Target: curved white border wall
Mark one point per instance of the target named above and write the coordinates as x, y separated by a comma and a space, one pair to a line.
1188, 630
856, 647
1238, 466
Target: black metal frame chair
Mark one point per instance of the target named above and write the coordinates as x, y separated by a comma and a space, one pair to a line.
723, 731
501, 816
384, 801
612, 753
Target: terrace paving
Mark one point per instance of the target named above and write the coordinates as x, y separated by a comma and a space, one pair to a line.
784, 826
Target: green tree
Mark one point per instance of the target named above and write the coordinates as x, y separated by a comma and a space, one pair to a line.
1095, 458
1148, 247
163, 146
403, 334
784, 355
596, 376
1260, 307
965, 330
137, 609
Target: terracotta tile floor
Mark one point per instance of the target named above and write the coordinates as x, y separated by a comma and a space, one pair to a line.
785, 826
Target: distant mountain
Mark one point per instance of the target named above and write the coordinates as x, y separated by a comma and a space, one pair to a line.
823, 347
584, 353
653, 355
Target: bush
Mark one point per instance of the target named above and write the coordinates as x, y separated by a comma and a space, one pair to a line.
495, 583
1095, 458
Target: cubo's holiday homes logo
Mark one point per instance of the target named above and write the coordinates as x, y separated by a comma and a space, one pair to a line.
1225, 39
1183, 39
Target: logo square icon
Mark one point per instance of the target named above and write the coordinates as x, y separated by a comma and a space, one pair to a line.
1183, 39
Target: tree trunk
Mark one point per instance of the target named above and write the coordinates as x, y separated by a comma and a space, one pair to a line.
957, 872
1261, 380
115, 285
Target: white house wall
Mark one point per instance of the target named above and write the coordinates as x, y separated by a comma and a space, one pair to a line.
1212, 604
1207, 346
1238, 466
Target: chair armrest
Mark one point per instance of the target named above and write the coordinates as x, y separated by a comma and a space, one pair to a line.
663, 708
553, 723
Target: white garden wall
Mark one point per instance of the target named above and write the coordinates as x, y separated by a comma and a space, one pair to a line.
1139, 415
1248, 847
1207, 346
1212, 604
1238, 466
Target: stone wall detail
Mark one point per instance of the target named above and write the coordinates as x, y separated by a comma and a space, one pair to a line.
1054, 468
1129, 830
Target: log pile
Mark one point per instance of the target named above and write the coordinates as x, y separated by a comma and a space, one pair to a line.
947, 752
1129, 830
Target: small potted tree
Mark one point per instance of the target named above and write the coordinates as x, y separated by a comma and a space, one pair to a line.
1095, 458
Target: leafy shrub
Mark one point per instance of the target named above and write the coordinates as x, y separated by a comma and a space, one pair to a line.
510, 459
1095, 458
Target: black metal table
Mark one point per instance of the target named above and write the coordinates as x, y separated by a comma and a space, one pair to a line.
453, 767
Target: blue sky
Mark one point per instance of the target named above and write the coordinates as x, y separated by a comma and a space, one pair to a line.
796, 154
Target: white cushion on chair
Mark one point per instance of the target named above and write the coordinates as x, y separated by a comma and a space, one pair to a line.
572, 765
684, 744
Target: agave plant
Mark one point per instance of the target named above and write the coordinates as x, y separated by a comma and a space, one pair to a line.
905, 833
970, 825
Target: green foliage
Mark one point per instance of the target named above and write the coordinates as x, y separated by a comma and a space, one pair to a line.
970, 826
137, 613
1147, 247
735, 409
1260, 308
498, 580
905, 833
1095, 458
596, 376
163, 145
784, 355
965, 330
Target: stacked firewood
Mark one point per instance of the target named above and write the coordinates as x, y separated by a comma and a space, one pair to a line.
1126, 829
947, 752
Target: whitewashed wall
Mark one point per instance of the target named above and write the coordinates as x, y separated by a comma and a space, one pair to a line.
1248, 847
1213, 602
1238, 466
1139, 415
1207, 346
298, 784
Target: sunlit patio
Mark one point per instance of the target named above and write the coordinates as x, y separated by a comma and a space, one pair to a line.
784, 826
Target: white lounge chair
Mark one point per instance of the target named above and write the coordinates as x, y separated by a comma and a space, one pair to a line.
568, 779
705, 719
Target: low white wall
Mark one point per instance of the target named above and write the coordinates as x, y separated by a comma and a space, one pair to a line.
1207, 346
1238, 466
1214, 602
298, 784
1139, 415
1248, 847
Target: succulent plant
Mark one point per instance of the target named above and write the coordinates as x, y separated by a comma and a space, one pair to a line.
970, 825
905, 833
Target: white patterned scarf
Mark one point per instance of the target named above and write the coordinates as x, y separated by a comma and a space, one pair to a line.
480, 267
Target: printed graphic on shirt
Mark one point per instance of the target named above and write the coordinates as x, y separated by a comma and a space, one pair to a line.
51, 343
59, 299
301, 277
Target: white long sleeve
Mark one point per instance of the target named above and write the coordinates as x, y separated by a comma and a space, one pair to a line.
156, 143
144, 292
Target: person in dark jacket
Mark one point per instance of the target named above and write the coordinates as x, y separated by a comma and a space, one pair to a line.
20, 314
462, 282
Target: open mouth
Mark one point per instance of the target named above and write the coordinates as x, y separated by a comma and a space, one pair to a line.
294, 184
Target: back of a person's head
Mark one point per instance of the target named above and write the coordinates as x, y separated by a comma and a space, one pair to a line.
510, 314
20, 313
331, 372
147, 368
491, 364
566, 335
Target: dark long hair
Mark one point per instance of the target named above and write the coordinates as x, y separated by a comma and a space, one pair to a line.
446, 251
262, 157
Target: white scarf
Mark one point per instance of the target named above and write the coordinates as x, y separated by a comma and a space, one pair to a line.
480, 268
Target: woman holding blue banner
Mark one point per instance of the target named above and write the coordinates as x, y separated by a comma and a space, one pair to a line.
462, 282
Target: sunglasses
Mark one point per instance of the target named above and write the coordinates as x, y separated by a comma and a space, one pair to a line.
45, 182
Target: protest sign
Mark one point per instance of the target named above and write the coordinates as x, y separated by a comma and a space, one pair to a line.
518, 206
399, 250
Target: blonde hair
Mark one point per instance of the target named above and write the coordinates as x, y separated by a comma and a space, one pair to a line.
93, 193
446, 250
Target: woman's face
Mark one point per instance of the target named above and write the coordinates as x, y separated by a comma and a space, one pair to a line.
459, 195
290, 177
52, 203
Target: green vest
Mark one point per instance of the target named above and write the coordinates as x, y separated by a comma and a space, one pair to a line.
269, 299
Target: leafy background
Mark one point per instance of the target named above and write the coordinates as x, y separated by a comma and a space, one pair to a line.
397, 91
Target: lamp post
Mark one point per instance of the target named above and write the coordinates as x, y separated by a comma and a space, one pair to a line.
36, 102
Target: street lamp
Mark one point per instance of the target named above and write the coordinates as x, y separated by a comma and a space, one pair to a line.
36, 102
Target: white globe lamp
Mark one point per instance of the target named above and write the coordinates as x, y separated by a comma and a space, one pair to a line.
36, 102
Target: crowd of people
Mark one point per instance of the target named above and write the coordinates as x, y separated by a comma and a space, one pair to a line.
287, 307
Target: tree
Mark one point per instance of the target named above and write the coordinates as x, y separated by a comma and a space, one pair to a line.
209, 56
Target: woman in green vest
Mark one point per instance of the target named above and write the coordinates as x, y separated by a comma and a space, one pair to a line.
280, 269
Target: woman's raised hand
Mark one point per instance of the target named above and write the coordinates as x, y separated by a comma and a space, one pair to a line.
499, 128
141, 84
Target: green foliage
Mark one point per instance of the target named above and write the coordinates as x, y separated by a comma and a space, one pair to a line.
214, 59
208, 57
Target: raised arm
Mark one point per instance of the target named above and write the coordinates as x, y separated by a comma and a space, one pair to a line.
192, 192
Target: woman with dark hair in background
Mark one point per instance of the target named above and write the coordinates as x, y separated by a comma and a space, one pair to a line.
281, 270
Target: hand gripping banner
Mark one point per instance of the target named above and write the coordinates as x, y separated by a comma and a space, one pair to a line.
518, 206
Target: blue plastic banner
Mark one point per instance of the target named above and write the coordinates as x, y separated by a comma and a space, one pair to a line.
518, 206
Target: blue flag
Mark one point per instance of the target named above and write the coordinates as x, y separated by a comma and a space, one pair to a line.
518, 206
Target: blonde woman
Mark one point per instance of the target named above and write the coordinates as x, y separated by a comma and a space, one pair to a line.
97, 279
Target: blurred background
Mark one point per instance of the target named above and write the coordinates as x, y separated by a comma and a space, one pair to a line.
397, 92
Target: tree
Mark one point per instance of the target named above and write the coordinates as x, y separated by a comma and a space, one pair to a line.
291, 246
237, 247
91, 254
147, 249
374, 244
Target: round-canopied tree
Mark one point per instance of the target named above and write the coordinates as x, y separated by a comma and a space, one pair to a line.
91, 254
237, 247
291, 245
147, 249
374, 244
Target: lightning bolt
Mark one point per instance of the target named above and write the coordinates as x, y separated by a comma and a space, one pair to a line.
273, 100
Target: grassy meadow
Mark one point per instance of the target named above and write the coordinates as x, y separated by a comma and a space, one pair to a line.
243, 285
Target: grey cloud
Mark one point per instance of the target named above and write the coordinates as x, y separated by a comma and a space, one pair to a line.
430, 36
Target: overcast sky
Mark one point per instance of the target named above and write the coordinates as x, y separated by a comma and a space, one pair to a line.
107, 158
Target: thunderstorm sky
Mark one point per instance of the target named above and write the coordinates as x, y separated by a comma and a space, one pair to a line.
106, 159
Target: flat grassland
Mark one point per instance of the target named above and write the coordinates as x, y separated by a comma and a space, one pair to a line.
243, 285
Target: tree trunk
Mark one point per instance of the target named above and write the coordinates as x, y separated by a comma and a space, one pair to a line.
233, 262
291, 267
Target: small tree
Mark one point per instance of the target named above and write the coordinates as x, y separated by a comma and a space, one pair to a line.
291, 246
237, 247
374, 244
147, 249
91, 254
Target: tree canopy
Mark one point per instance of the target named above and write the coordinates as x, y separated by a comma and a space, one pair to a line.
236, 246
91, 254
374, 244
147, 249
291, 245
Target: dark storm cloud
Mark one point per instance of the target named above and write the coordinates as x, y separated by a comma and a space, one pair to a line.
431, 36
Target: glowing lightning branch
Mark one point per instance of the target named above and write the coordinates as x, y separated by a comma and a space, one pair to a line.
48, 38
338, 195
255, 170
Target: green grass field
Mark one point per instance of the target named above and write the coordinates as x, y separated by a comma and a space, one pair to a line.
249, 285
* * *
Activity:
Reproduce each line of the records in which the word "wall" appears.

Worked solution:
Target: curved white border wall
Target: white house wall
Target: white garden wall
Target: stone wall detail
Target: whitewashed wall
Target: low white wall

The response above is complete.